►

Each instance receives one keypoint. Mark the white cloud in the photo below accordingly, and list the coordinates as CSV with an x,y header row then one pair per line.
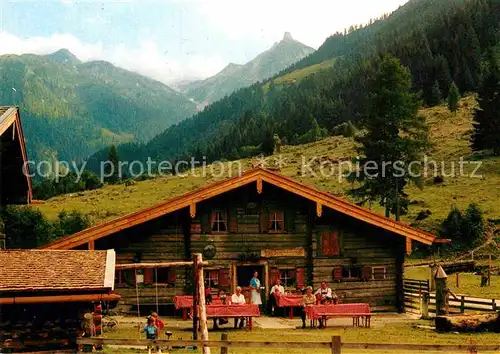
x,y
310,22
145,59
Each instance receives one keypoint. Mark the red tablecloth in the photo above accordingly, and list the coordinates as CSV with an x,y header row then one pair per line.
x,y
318,311
186,301
290,301
247,310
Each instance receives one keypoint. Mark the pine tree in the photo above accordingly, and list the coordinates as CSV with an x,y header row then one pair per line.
x,y
436,95
394,137
453,98
486,131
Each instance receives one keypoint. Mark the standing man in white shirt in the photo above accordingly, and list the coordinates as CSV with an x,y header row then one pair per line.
x,y
325,294
238,299
276,291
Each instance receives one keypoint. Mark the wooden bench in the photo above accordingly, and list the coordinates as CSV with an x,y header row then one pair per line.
x,y
360,313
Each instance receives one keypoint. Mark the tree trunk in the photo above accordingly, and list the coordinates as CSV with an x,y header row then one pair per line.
x,y
469,323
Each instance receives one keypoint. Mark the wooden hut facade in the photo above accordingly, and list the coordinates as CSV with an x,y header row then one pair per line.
x,y
259,221
15,184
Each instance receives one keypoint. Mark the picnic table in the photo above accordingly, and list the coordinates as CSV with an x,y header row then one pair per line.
x,y
291,301
249,311
356,311
185,303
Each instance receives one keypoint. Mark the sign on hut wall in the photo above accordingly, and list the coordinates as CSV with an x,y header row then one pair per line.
x,y
292,252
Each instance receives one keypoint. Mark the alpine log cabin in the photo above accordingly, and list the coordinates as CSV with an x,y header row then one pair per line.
x,y
15,185
259,221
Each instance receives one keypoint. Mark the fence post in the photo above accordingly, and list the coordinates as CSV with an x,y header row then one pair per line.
x,y
223,350
336,345
424,306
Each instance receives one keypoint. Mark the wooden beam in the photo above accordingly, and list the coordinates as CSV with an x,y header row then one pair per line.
x,y
319,209
156,265
408,246
192,210
202,301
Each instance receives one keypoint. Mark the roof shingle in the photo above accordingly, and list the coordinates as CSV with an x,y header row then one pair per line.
x,y
25,270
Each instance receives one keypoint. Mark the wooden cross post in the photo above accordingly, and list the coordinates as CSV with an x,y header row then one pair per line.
x,y
201,296
489,270
196,276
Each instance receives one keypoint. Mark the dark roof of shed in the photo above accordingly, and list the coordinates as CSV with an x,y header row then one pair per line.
x,y
41,270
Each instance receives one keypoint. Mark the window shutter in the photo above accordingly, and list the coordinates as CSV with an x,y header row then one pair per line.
x,y
172,275
301,278
263,221
224,277
288,220
206,227
330,243
148,275
275,275
337,273
367,273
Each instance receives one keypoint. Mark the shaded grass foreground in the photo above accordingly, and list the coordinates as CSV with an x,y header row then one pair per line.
x,y
400,333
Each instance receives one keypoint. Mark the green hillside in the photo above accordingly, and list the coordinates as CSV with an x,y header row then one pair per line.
x,y
72,109
449,134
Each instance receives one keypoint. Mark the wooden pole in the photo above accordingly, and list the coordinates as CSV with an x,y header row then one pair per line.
x,y
224,350
201,297
489,270
196,276
336,345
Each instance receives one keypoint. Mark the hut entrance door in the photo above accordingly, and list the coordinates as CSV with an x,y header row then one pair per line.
x,y
243,276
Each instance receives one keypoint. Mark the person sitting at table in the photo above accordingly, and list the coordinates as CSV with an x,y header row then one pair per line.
x,y
238,299
222,297
308,300
276,291
325,295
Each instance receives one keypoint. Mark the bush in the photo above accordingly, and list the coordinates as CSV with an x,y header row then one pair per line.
x,y
346,129
466,230
26,227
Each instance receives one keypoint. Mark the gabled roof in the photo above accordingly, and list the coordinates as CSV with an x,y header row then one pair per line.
x,y
56,270
257,175
10,117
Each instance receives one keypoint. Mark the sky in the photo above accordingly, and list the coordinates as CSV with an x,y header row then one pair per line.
x,y
175,40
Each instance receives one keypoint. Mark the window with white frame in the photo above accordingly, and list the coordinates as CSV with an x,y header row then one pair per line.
x,y
288,278
211,278
276,221
378,273
219,223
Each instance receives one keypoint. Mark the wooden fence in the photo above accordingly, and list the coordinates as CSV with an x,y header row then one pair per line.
x,y
335,345
414,291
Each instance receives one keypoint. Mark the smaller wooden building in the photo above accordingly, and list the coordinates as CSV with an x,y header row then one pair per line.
x,y
259,221
45,293
15,183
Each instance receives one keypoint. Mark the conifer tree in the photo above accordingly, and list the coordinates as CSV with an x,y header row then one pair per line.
x,y
486,131
453,98
112,167
436,95
395,135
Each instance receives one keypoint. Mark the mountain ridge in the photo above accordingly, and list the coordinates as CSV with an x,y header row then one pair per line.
x,y
235,76
71,109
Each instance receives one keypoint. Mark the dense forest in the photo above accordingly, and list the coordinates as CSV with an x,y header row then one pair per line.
x,y
440,41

◄

TASK DIRECTIONS >> Return a verbatim transcription of the data, omitting all images.

TASK ANSWER >>
Each instance receives one keypoint. Mark the white cloud in the photo below accordingly, and list the coordinates as CSV with an x,y header row then one pair per line.
x,y
310,22
145,59
Each instance receives one keypoint. Mark the red tablecloth in the photo above accordingly, and list the coordinates as CSV with an x,y header row then one pair per line.
x,y
318,311
186,301
290,301
247,310
Each instance receives one keypoint. Mark the pine tree in the photo above accordingly, and list the coordinates as CSV with an x,y header row then one pair per line.
x,y
436,95
394,137
453,98
486,131
Each instance receives one keypoint. Mark the standing man in white shirt in the photo above accordingly, and list the coordinates as CSV with an x,y header row then one pair per line.
x,y
325,294
238,299
276,291
Each instance receives one keypoint. Mark the wooden bench in the photo above accordingly, and list the coordinates as CSV with an x,y header row then one pair per line.
x,y
360,313
Each instance receives one keypoint. Mark the tree trunk in the photo above accordingly, and list the coordinates as CSV with an x,y header row then one pair per line.
x,y
469,323
Each instance receives one keypoint. Mark the wooden hut facade in the photo above accordingly, and list the coordinates as CSV with an x,y header row then one pair per line.
x,y
259,221
15,184
Each instance receives one keypoint. Mark the picnic table in the photo above accordingly, and list the coordinates as CSV with an x,y header row then one pair per line.
x,y
291,301
249,311
356,311
185,303
Each instance receives one keypoint. Mark the sign on hut wall in the photo above accordingly, and list the coordinates as CSV with an x,y header row then one pair per line.
x,y
292,252
Each instance receives one keypoint. Mark the alpine log cabin in the photo above accordingly, and list the coordinates as CSV with an x,y header row then one pair per line.
x,y
15,185
259,221
Each instance receives one keypoint. Mark the fence post in the photo above accordingly, and list the coordinates as CSV with an x,y header row then one pair per line.
x,y
223,350
336,345
424,306
Each instance receives one keypoint. Mark the wooden beam in the photo above accordingly, and list the coordinates as CSV with an x,y header row then one pair per line.
x,y
319,209
156,265
408,246
192,210
202,301
Each instance receives one keypoint. Mark the roof shingle in the photo above accordingly, and list the coordinates as CSV with an x,y header row then one pair per line.
x,y
25,270
Each instance receives one keypoint. Mark the wooden cross post in the photo above accordingly, and list the coordinates as CSV with an x,y header row then one pair per line.
x,y
201,296
489,270
196,276
Each instance receives one keypoint. Mark the dark roof of shed in the photo above accordingly, and list the coordinates as CSV with an x,y header row then one pair per line.
x,y
41,270
Each instance receives one keypoint. Mark the window shutter in the photo above accordingly, and list the coordinates as CSV with an x,y header row then one pair per line.
x,y
172,275
301,278
263,221
224,277
288,220
206,227
330,243
148,275
275,275
337,273
367,273
Each instance receives one keypoint. Mark the shaded grass foreground in the photo above accordingly, and list the coordinates as CSV with an x,y header row then one pair per line.
x,y
400,333
Each instance receives one keypoint. Mark the green hillside in the photo above accordingly, and list the coordinates as CSV with an x,y header row then one pair per line.
x,y
72,109
449,134
Each instance receives one keypoint. Mark the wooden pole in the photo above accordingly, and list the coordinates as CSV with an x,y header row then one pair per line.
x,y
224,350
201,297
489,270
196,276
336,345
Each instance receives one keypoint. Mark the hut entrance door in the photo above accordingly, and list the coordinates as CSV with an x,y header row then one pair per line.
x,y
243,276
Each instance receives one keypoint. Mark the person sitting at table in the photo above accordingly, and list the coordinates as CSV with an x,y header row then one pair per line.
x,y
238,299
222,297
308,300
276,291
325,295
Each instance receives one keypoint. Mark the bush in the photo above accordingly, and list the coordinates as CSV with an x,y header row then one pair per line.
x,y
346,129
466,230
26,227
Each instance receives one keypoint. Mark the gabled roof in the photo above accordingly, and list the coordinates as CSV with an x,y header row then one pair per line.
x,y
56,270
257,175
10,117
Each instance receives one keypoint. Mark the sky in the photo above accordingly, and list the coordinates as CSV with an x,y header row then one pair per line.
x,y
175,40
Each instance receives one keypoint. Mark the window with white frame in the photo above accordingly, and list the coordinates as CSV with an x,y header row then one pair per line.
x,y
288,278
211,278
276,221
378,273
219,223
Each instance receives one keypoint. Mark the wooden fence in the photo above accordingly, and list the coordinates as CSV with an x,y header row then one pair per line.
x,y
335,345
414,291
Each instance receives one keypoint. Mark the smaller wooden building in the photo above accordingly, and list the coordinates as CSV with an x,y header row then one pair per line.
x,y
259,221
45,293
15,183
Each instance receives one keypoint. Mark the conifer tree in the photo above accordingly, and list the coordinates as CSV with an x,y header row then one pair per line.
x,y
486,131
453,98
112,167
436,95
395,135
Each instance receives one keypoint. Mark the mountain ridge in the photo above accordingly, and list the coordinates as CSV with an x,y header row then one pair per line.
x,y
235,76
71,109
Each instance receives one keypoint. Mark the dense forest in the photo above accordingly, and list the coordinates as CSV with an x,y header row then one pair per line.
x,y
440,41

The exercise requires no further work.